(Provided text begins)

Department of History
2015 to 2016
A Lab at the Top of the World: Circumpolar Health and Indigenous Politics in Cold War Alaska
My project will trace the development of the Alaskan circumpolar health movement from its beginnings in early the Cold War to the present day. Beginning during World War II, the American government intensified the development of resource extraction industries and infrastructure in the Alaska Territory. Processes of biomedicalization ran parallel to those of industrialization; the Cold War scientific ethos that situated indigenous peoples as scarce and endangered resources also framed indigenous communities as “natural laboratories” for understanding the dynamic relationships between human bodies, disease, and environment. In the 1950s, understanding how the Arctic environment impacted human bodies and minds became an urgent part of the American military’s research agenda, based on a perceived need to maintain a permanent military presence in Alaska and defend the nation from a potential attack on its northern borders. From its inception, then, circumpolar health was entangled in the processes of American colonialism in Alaska and was instrumental in generating sustained scientific interest in Native Alaskans. However, during the Cold War decades, Alaska also transitioned to full statehood and witnessed a radical transformation of indigenous politics, leading to the redistribution of territory and of political power on a massive scale. Circumpolar health emerged as an important site from which Alaska Native peoples contested colonial incursions into their territory, critiqued American government policy, and argued for a central role in setting the agenda for arctic health research. This project considers how these seemingly disparate constituencies - biomedical researchers, public health officials, Native Alaskan political leaders - competed and collaborated to shape the practices and priorities of the Alaskan circumpolar health movement.

(Provided text ends)

What you should do: Recast the paragraph above beginning "My project will trace the development" as a short bulleted list that keeps its main facts.

(Data section begins)

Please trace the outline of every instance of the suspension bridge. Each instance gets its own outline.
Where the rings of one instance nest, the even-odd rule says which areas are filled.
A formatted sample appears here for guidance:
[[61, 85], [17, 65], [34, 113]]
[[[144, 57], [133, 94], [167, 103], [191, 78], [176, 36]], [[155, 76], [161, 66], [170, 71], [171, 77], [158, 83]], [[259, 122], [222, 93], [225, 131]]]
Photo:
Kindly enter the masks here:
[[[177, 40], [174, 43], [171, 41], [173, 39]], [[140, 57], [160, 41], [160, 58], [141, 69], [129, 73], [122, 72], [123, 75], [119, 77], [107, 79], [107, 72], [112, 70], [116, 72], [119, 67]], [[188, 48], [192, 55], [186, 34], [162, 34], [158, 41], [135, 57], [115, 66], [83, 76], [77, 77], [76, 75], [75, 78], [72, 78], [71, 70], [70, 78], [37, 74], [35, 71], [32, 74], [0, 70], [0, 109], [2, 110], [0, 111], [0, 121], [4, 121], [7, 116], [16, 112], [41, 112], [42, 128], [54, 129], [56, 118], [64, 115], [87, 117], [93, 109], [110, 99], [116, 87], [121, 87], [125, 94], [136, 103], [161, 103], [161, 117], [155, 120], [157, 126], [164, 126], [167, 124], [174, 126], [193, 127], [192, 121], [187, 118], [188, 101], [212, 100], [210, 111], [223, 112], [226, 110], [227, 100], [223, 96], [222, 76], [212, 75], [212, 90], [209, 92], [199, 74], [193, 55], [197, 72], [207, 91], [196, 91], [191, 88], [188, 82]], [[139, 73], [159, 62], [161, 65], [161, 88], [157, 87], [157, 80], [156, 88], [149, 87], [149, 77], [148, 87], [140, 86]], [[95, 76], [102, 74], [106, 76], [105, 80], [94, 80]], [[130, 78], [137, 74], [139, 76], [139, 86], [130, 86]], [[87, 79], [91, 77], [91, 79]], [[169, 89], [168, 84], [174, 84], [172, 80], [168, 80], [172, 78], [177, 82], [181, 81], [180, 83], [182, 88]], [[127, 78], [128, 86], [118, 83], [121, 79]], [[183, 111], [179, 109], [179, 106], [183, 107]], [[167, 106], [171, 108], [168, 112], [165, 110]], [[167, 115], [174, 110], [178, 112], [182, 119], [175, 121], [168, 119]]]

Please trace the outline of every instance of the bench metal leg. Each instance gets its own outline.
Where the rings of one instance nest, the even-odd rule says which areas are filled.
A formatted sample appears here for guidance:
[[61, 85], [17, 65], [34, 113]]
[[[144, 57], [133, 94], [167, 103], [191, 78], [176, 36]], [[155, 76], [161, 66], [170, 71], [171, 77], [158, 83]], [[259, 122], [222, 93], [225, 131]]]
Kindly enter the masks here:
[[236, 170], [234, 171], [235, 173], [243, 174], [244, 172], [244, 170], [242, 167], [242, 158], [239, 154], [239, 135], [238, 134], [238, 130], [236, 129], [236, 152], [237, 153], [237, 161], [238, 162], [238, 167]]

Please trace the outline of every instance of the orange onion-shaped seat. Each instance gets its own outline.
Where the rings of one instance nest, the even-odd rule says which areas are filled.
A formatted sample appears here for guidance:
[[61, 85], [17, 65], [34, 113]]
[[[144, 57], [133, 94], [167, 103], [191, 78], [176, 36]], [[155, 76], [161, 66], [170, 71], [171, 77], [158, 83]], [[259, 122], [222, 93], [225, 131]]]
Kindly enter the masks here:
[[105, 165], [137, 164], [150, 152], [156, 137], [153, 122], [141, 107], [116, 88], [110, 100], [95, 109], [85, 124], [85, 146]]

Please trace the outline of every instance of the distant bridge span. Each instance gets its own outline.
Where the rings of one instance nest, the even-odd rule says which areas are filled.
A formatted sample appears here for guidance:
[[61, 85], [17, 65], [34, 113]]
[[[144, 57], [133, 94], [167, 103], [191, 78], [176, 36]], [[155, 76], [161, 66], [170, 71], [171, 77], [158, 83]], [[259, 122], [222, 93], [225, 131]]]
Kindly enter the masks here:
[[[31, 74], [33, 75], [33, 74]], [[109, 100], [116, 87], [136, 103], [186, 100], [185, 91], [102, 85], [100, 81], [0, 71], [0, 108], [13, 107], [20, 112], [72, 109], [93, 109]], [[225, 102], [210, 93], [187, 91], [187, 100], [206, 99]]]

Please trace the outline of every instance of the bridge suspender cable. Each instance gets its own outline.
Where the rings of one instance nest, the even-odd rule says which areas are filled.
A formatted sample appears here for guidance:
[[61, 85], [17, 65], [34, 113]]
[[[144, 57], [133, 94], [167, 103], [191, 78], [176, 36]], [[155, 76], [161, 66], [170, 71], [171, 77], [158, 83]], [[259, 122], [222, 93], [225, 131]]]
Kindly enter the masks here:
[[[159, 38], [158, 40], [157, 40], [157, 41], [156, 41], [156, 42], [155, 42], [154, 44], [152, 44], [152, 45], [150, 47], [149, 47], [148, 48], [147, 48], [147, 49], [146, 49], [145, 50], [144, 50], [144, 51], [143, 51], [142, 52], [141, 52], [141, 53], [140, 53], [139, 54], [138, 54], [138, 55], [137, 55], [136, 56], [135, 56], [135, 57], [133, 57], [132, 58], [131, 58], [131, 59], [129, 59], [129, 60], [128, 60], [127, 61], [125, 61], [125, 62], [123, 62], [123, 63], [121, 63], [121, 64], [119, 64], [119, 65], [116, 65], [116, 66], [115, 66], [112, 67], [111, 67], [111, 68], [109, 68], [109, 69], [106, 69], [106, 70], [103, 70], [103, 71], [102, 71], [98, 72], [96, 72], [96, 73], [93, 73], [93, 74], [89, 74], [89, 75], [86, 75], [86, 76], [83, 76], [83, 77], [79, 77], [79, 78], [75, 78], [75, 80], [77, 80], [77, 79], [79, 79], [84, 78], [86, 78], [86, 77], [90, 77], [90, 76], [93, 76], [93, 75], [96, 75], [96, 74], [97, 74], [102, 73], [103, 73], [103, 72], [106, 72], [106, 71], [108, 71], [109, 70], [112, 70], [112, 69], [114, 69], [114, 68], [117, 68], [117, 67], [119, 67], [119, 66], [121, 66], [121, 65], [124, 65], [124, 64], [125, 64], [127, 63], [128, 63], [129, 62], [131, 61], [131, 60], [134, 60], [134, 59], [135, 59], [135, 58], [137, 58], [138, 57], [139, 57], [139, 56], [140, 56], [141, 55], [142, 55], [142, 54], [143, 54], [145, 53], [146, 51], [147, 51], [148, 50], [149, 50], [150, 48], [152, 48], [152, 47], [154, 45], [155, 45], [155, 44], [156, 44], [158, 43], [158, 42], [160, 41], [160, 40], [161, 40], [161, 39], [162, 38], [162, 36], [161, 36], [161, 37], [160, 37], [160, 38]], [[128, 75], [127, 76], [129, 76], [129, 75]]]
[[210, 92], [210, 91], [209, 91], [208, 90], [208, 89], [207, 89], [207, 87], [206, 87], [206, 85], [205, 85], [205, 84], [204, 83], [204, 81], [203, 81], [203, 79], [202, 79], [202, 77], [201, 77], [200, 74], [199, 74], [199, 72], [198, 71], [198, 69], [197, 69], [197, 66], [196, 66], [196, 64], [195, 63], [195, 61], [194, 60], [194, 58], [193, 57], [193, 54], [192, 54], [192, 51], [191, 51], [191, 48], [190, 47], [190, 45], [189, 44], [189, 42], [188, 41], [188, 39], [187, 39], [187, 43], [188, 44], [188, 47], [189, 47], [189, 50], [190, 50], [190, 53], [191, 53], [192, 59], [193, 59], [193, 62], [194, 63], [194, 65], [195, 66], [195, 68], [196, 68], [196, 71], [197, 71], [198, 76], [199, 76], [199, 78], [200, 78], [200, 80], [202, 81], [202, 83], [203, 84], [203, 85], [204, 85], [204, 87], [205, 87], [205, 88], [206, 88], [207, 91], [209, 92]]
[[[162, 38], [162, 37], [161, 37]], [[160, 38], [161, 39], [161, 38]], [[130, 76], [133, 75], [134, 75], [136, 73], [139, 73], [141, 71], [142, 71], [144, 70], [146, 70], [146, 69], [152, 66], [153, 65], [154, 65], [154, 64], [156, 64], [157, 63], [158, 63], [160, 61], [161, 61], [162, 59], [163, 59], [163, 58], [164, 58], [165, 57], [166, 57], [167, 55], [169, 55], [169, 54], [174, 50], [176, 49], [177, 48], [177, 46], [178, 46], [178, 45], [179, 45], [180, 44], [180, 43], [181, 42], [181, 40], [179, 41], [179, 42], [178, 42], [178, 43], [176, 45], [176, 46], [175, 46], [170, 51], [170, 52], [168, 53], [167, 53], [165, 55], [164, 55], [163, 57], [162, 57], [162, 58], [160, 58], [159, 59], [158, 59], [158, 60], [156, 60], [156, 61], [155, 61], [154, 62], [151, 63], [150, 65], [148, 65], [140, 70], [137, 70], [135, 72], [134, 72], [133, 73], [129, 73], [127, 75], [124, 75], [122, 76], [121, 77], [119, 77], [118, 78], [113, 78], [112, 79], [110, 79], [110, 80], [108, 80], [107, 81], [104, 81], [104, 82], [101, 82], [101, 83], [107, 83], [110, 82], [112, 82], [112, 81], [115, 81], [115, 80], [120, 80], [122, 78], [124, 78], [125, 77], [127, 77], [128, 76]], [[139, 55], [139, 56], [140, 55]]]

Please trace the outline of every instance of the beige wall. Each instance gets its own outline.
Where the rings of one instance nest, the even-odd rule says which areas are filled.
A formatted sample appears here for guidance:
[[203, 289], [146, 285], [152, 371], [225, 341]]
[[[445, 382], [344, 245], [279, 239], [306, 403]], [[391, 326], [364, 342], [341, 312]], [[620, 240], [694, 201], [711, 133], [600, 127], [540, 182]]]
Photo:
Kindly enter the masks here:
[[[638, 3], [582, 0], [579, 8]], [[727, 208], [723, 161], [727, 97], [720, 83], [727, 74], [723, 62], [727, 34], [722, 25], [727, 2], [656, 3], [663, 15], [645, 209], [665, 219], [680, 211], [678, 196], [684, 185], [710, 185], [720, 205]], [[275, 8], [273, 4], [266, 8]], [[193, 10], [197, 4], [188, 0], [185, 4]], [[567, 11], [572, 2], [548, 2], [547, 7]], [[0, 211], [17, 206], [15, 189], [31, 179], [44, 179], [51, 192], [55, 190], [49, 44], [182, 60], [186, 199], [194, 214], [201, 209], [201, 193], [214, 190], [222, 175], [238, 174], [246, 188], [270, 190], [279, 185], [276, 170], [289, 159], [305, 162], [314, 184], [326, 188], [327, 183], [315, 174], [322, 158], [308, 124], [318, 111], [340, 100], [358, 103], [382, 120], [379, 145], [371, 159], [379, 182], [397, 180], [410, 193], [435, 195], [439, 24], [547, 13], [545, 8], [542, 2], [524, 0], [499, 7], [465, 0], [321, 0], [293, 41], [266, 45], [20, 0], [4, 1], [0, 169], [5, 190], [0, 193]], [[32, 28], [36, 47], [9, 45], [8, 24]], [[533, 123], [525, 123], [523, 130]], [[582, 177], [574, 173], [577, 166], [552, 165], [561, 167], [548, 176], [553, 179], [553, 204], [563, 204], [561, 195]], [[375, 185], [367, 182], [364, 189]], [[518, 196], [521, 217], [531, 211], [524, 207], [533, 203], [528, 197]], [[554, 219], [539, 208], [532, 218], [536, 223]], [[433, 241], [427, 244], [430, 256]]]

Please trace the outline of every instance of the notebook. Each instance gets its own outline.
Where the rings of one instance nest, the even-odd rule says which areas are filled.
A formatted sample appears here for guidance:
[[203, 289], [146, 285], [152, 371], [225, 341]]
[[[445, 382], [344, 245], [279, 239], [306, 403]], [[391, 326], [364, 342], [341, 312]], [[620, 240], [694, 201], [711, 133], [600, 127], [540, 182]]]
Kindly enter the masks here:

(Data section ends)

Task response:
- The project traces the Alaskan circumpolar health movement from the early Cold War to the present day.
- From World War II onward, the American government intensified resource extraction industries and infrastructure in the Alaska Territory, and biomedicalization developed alongside this industrialization.
- Cold War science treated indigenous peoples as scarce and endangered resources and framed their communities as "natural laboratories" for studying how human bodies, disease, and environment interact.
- In the 1950s, the American military made research on how the Arctic environment affects human bodies and minds an urgent priority. It believed it needed a permanent military presence in Alaska to defend the nation's northern borders.
- Circumpolar health was therefore bound up with American colonialism in Alaska from the start and generated sustained scientific interest in Native Alaskans.
- During the same decades, Alaska became a full state, and indigenous politics changed radically, redistributing territory and political power on a massive scale.
- Alaska Native peoples used circumpolar health to contest colonial incursions into their territory, to criticize American government policy, and to claim a central role in setting the agenda for arctic health research.
- The project examines how biomedical researchers, public health officials, and Native Alaskan political leaders competed and collaborated to shape the movement's practices and priorities.